Exercise aim ▸ Repeat all the records exactly, omitting pictures.

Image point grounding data

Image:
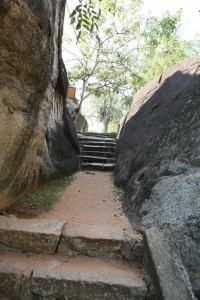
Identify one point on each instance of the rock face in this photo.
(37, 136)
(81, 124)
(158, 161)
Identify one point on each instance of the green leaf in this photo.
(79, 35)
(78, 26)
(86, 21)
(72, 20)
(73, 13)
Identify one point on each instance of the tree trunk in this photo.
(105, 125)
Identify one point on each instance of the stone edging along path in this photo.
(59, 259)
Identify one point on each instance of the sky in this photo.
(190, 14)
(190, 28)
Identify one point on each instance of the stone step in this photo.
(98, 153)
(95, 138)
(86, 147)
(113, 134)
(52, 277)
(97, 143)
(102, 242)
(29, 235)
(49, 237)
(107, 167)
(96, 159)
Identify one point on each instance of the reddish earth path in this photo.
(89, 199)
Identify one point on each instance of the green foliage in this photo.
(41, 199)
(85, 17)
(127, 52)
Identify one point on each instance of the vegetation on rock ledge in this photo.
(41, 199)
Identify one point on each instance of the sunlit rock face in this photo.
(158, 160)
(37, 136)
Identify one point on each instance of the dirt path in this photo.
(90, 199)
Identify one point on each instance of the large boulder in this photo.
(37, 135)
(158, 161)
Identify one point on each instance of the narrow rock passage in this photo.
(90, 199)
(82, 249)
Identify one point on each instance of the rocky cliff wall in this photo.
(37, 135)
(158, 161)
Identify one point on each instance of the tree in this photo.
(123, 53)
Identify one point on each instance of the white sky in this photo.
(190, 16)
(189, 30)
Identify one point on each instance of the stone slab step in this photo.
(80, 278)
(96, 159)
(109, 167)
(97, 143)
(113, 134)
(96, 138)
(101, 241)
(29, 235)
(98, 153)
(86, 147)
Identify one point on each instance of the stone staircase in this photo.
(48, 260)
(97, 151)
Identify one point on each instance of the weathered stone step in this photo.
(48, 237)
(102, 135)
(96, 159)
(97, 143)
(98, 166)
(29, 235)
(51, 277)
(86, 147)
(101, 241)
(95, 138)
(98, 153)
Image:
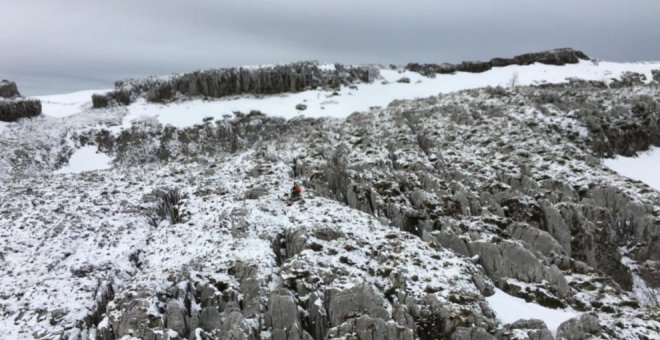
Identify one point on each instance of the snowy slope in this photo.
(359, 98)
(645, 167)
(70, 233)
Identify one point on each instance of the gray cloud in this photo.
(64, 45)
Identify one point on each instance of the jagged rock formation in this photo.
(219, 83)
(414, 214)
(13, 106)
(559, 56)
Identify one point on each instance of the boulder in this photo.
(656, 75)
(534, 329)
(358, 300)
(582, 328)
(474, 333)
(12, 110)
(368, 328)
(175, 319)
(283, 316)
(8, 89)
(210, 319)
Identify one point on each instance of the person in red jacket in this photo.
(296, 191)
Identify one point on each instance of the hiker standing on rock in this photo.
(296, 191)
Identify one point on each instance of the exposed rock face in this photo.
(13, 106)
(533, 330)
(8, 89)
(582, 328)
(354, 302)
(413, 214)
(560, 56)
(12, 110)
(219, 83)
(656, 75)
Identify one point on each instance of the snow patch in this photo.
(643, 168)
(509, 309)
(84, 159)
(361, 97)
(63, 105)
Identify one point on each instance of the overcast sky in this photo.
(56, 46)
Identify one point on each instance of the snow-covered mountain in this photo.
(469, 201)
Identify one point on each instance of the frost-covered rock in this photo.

Answer section ▸
Image:
Identify one point on each instance of the rock face in this photo.
(37, 136)
(81, 124)
(158, 161)
Identify one point on each instance of the green leaf in this photo.
(79, 35)
(78, 26)
(86, 21)
(72, 20)
(73, 13)
Identify one point on each instance of the tree trunk in this photo.
(105, 125)
Identify one point on each instance of the stone edging along path in this photo.
(59, 259)
Identify one point on each instance of the sky in this photo.
(190, 14)
(190, 28)
Identify one point on each instance of the stone step in this photo.
(98, 153)
(95, 138)
(86, 147)
(113, 134)
(52, 277)
(97, 143)
(102, 242)
(29, 235)
(49, 237)
(107, 167)
(96, 159)
Identify one point on each instance of the reddish earth path in this photo.
(89, 199)
Identify one point on each instance of the green foliage in this photo.
(41, 199)
(85, 17)
(127, 52)
Identify one point on each instance of the vegetation on rock ledge in this photo.
(41, 199)
Identify one point on each instance of the sunlit rock face in this photo.
(158, 160)
(37, 136)
Identify one point on each instance of the dirt path in this photo.
(90, 199)
Identify one point on each instance of the large boulder in this photo.
(37, 135)
(158, 161)
Identify one point on each instance of the narrow rock passage in this photo.
(90, 199)
(82, 249)
Identify one point on each instance of the rocky cliff wall in this photo.
(37, 135)
(158, 161)
Identify one point on each instance of the tree in this photo.
(123, 53)
Identify one point on each instance of the white sky in this photo.
(190, 16)
(189, 30)
Identify one point on each instance of the stone slab step in this photo.
(80, 278)
(96, 159)
(109, 167)
(97, 143)
(113, 134)
(96, 138)
(101, 241)
(29, 235)
(98, 153)
(86, 147)
Identify one point on each instance of the stone staircase in this photo.
(48, 260)
(97, 151)
Identify one point on each instance of the weathered stone step in this photo.
(48, 237)
(102, 135)
(96, 159)
(97, 143)
(98, 166)
(29, 235)
(51, 277)
(86, 147)
(101, 241)
(95, 138)
(98, 153)
Image:
Identify one point on each instance of the snowy slope in this photo.
(359, 98)
(645, 167)
(70, 233)
Identify one point on each instance of the gray cloud in this photo.
(64, 45)
Identify one point on each instance of the jagged rock formation in this photo.
(219, 83)
(414, 214)
(13, 106)
(559, 56)
Identify one point on each instance of the boulder in this photo.
(656, 75)
(534, 329)
(358, 300)
(582, 328)
(474, 333)
(12, 110)
(368, 328)
(175, 319)
(283, 316)
(8, 89)
(210, 319)
Identify one point on each instance of the person in red jacket in this photo.
(296, 191)
Identify one point on each instance of the hiker standing on rock in this photo.
(296, 191)
Identify one point on each instance of the exposed rock face in this photo.
(13, 106)
(533, 330)
(8, 89)
(582, 328)
(354, 302)
(413, 214)
(560, 56)
(12, 110)
(219, 83)
(656, 75)
Identify one point on each instance of the snow patch in this photo.
(643, 168)
(509, 309)
(84, 159)
(361, 97)
(63, 105)
Identify one point on each instance of the overcast sky in this photo.
(56, 46)
Identify one point on each instance of the snow-covered mountain in this photo.
(469, 201)
Identify one point on each instance of the frost-covered rock in this photo.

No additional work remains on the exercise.